> [TASK TO CARRY OUT] Gather every line in the listing below that contains the string "leaf". Matching is case-sensitive.

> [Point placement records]

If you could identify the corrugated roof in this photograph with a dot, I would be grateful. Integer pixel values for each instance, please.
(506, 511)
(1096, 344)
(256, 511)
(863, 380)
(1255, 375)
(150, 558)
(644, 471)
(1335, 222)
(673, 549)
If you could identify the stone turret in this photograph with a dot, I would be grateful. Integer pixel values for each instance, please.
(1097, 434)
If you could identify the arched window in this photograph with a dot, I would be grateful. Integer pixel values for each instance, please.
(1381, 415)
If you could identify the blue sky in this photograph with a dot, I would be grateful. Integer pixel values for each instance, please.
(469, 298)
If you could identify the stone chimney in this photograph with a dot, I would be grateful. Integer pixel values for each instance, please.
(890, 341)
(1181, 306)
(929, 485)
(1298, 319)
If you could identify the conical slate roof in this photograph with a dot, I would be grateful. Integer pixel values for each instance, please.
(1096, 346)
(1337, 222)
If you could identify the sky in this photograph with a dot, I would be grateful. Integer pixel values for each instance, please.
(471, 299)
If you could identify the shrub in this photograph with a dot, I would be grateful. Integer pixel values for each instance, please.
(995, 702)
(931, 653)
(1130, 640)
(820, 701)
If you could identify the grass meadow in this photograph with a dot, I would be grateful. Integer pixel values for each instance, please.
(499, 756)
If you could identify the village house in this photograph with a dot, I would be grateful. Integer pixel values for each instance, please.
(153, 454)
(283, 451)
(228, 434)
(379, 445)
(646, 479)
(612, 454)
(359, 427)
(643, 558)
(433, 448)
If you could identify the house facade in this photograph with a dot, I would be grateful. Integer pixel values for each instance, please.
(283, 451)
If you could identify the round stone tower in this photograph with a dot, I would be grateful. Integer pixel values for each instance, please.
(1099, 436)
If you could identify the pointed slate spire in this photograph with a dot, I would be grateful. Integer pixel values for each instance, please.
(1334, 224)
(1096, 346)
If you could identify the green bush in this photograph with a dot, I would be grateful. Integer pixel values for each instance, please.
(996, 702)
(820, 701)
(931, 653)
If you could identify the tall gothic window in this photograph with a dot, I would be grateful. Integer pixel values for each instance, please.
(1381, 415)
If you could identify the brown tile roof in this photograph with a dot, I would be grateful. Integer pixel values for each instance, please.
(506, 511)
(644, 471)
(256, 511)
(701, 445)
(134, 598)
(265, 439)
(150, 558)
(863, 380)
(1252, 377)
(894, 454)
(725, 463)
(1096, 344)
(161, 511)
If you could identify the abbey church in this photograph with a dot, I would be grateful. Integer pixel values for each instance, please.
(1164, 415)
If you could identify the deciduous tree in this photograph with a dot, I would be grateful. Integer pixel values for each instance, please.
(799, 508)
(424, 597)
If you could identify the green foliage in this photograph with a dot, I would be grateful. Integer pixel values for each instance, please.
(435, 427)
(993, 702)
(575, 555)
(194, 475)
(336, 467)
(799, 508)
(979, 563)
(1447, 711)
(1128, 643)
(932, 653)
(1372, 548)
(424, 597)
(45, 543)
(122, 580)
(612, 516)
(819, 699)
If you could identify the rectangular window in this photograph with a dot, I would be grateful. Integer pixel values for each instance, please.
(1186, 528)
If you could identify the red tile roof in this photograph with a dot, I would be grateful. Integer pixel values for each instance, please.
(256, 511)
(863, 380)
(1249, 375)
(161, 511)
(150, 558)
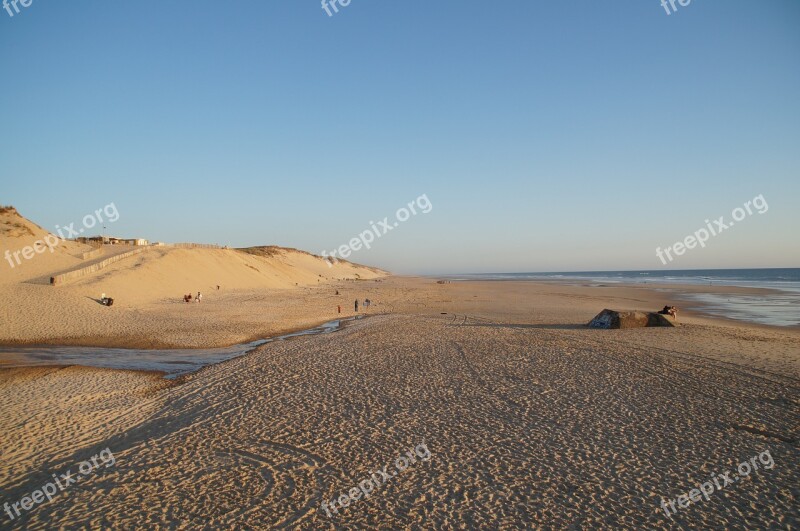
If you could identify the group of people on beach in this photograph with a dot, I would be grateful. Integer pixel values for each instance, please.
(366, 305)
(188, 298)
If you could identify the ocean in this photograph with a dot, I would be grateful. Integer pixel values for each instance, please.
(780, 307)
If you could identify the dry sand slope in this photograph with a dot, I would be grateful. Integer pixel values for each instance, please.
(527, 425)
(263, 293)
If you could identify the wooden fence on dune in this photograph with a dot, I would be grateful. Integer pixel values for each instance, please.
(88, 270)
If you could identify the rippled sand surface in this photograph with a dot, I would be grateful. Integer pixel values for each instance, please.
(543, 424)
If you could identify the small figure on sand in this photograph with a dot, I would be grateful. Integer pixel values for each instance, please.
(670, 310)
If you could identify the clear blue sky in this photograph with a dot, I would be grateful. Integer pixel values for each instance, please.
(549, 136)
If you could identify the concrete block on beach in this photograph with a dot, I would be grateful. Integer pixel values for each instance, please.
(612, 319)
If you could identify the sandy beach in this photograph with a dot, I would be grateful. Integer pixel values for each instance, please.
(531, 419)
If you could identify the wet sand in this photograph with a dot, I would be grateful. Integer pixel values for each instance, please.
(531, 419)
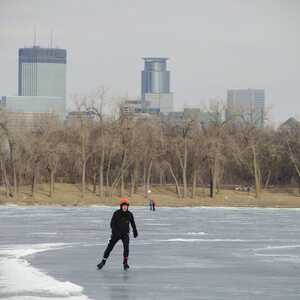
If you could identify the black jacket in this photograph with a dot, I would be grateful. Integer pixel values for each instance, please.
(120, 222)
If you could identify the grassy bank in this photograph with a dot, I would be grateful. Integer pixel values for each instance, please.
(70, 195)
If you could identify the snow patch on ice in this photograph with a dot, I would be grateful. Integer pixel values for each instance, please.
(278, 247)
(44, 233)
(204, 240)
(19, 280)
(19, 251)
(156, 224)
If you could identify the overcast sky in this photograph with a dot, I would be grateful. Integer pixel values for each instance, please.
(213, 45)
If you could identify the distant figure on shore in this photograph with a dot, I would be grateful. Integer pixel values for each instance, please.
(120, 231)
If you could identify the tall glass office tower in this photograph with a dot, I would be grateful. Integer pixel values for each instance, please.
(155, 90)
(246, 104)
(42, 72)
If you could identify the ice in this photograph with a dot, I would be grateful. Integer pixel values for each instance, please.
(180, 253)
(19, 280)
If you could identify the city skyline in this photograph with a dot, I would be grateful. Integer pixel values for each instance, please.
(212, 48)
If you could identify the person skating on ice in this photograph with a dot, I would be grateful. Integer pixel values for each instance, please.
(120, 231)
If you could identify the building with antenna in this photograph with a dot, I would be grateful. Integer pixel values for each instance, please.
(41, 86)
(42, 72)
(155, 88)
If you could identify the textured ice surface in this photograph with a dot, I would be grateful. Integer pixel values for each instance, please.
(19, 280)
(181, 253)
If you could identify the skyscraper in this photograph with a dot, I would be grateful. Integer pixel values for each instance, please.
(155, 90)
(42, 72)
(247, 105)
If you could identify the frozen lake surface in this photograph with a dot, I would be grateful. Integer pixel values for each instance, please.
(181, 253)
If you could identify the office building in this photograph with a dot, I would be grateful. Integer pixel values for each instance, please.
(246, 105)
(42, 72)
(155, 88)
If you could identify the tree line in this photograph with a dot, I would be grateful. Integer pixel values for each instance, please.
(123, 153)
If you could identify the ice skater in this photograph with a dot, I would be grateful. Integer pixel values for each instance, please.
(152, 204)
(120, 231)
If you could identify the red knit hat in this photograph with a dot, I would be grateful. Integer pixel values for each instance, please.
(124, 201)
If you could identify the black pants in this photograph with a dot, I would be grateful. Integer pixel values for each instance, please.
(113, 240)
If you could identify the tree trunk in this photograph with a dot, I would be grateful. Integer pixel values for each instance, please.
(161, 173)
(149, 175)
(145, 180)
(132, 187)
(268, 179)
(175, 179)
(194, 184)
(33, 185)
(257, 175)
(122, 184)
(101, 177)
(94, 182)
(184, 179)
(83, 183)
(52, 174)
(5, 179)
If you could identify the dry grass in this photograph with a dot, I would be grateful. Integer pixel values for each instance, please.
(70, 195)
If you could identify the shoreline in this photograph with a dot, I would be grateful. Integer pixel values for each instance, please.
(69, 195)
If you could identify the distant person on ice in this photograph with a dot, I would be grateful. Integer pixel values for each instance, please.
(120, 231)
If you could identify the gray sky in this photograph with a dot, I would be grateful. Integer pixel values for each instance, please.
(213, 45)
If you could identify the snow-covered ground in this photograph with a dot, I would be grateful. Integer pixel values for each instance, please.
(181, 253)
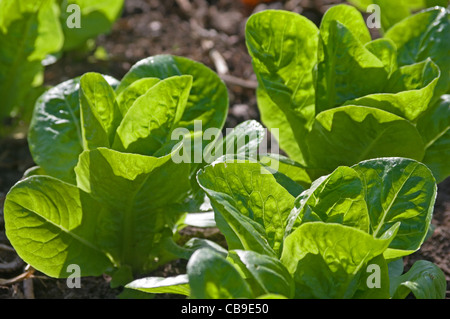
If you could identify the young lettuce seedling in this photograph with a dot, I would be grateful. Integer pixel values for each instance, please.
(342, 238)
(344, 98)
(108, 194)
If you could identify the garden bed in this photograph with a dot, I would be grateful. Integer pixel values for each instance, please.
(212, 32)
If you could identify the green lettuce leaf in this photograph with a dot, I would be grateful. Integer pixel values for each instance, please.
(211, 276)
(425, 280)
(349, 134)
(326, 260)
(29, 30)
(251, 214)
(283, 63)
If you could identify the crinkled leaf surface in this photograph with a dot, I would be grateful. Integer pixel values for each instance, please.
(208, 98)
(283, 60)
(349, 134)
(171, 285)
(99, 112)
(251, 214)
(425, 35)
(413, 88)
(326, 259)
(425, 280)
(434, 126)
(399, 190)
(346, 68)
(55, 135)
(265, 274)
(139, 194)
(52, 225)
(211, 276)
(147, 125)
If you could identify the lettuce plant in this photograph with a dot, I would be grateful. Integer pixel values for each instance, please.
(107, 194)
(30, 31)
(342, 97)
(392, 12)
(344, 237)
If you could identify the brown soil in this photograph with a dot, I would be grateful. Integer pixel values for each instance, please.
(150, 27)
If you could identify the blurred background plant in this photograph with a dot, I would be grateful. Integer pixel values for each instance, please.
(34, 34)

--

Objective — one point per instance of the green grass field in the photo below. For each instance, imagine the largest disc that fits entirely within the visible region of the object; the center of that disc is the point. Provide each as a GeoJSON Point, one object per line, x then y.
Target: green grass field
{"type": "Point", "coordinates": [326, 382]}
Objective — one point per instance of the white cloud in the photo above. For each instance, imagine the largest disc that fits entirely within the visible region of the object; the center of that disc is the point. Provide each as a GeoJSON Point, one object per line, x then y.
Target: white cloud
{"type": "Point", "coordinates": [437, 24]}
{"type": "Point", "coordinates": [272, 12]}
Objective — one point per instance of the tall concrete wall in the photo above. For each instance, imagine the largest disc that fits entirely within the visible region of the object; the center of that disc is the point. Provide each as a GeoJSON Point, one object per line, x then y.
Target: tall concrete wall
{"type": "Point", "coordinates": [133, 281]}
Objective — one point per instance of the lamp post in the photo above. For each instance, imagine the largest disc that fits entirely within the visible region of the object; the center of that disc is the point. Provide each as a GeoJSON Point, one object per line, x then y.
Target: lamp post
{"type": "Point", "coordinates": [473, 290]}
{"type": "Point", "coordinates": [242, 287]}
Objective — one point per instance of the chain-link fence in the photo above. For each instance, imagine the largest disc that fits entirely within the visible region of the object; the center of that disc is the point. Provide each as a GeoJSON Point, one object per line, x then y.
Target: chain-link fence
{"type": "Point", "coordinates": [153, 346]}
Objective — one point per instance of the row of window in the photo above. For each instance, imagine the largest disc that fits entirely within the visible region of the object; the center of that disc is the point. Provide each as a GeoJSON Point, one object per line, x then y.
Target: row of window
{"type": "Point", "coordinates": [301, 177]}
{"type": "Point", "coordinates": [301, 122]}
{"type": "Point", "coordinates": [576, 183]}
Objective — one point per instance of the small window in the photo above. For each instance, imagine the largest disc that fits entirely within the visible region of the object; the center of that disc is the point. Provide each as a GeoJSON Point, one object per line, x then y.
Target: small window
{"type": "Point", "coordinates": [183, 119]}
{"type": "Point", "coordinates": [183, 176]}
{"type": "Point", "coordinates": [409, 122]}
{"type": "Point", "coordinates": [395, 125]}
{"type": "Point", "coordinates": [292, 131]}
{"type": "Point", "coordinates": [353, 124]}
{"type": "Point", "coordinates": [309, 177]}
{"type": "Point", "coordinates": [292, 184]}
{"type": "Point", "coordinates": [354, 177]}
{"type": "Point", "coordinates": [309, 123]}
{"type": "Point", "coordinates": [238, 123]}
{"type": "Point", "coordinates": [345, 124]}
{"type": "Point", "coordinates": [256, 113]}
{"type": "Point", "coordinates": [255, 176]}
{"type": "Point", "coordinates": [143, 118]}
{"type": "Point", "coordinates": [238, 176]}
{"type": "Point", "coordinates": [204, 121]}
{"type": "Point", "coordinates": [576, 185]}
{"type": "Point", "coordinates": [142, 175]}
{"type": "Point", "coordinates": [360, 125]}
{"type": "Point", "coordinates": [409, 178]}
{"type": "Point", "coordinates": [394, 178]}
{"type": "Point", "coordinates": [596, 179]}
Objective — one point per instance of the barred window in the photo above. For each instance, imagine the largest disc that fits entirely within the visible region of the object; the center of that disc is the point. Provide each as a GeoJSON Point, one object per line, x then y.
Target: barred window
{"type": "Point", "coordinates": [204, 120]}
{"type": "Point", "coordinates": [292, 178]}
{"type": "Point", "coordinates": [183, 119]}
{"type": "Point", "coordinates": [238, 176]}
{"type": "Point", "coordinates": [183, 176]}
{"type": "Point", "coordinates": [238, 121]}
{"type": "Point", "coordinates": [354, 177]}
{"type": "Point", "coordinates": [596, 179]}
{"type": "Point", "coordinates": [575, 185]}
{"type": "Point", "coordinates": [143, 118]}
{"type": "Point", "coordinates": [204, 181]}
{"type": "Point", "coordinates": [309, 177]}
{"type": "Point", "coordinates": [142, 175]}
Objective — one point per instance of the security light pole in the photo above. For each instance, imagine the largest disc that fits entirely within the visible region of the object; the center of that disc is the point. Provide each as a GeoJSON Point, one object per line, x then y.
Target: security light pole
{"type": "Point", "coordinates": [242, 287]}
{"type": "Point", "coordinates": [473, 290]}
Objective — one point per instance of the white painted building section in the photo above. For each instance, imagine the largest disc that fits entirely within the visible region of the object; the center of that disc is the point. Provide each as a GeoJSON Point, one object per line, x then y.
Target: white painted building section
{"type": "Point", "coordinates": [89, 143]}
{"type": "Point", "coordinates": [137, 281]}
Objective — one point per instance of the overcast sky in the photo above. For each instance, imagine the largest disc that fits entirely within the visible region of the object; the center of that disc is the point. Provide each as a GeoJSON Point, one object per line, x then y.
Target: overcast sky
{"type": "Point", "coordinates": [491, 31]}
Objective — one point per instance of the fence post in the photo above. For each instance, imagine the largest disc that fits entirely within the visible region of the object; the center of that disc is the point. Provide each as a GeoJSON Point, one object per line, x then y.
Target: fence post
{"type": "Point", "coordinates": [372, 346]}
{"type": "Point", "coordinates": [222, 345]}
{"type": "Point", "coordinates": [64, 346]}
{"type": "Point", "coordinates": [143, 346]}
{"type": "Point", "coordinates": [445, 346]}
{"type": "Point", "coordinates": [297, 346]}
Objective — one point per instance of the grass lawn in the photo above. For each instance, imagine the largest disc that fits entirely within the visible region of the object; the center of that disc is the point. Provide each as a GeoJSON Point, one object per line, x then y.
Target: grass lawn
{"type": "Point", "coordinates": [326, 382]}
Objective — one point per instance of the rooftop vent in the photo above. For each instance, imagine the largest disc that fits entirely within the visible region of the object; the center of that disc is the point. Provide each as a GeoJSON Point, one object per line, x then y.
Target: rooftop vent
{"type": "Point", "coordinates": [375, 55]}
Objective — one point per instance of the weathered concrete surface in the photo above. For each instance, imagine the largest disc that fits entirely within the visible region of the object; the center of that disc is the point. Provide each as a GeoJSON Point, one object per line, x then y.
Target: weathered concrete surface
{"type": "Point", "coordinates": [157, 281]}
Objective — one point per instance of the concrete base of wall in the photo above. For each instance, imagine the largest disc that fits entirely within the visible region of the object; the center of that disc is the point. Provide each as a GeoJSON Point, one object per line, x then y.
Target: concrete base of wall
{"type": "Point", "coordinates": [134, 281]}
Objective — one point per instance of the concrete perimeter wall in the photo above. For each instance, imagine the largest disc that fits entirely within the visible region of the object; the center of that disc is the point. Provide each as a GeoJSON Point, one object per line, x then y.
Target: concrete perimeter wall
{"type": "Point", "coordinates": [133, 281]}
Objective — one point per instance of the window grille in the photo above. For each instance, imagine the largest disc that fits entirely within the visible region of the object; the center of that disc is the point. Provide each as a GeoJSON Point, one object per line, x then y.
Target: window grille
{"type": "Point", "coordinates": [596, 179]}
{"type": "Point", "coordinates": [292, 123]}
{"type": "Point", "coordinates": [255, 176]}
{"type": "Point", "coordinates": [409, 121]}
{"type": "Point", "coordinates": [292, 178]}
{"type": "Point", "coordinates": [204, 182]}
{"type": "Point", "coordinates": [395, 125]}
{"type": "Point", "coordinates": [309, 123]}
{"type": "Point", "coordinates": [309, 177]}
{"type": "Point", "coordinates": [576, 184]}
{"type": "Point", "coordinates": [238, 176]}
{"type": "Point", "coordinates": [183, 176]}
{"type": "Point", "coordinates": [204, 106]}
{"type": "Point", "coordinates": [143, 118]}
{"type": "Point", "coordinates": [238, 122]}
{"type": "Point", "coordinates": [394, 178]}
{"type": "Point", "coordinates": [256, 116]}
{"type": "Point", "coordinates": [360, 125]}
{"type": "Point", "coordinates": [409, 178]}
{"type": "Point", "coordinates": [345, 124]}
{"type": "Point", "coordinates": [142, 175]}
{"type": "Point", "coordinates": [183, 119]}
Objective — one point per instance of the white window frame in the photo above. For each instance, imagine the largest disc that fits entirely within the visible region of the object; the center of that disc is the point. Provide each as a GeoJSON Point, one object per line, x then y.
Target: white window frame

---

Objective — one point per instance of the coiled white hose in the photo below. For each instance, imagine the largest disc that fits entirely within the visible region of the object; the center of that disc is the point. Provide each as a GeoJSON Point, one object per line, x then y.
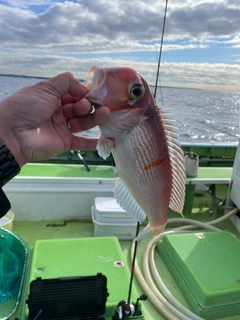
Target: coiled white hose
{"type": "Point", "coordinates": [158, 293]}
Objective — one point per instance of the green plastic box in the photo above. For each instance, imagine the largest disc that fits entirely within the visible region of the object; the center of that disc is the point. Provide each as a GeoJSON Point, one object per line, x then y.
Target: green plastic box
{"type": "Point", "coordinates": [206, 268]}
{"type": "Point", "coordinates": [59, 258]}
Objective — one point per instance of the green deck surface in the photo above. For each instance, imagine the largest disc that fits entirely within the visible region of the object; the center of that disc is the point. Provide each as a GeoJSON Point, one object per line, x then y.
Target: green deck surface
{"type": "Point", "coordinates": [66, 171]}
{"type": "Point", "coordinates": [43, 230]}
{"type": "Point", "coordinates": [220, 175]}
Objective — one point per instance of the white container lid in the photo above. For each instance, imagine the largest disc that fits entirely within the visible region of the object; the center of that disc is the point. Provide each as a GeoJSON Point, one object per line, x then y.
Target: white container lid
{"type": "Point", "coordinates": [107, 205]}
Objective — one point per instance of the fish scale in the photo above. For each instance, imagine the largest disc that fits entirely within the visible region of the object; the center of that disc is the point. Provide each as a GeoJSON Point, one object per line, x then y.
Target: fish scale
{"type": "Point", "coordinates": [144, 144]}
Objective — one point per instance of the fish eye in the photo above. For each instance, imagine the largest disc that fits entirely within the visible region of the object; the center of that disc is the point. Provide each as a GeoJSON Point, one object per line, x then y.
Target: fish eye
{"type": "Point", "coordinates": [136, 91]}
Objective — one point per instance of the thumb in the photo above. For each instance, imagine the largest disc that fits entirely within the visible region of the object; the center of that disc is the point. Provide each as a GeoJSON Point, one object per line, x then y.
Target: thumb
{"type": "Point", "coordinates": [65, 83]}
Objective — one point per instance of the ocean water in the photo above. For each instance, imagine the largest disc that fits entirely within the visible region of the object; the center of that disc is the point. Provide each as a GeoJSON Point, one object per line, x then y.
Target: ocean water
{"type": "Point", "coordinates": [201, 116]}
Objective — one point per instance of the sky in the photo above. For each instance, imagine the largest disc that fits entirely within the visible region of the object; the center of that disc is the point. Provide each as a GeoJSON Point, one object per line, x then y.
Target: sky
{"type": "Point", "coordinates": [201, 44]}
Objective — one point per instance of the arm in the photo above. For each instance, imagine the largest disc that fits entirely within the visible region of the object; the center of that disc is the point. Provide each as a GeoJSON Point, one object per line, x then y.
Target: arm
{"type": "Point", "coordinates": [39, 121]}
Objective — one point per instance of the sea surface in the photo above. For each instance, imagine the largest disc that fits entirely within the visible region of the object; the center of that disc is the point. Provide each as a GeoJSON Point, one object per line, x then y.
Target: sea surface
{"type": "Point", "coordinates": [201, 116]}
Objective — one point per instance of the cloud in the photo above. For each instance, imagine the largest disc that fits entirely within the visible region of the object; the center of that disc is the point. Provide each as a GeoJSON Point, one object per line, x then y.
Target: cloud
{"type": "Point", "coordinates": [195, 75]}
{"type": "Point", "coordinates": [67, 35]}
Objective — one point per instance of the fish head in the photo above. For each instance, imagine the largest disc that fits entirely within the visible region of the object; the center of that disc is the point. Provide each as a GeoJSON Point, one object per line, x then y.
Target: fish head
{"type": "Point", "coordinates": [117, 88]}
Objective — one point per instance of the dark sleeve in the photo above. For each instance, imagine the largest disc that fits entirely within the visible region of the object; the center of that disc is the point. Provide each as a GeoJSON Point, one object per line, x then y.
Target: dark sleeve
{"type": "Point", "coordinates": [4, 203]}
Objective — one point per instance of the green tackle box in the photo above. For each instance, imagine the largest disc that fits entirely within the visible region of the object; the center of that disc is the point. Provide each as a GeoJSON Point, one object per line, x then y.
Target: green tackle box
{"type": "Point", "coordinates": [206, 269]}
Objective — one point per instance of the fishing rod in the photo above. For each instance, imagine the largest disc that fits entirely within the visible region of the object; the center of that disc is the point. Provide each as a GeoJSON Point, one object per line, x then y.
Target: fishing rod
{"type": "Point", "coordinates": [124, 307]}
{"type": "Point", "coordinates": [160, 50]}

> [EXERCISE OUTPUT]
If you could identify the green lettuce leaf in this photograph with a dot, I would be grateful. Integer pixel values for each instance, please.
If you could identify the crinkled leaf surface in this photograph with a dot, I would be grateful. Integer pixel values for each instance, please.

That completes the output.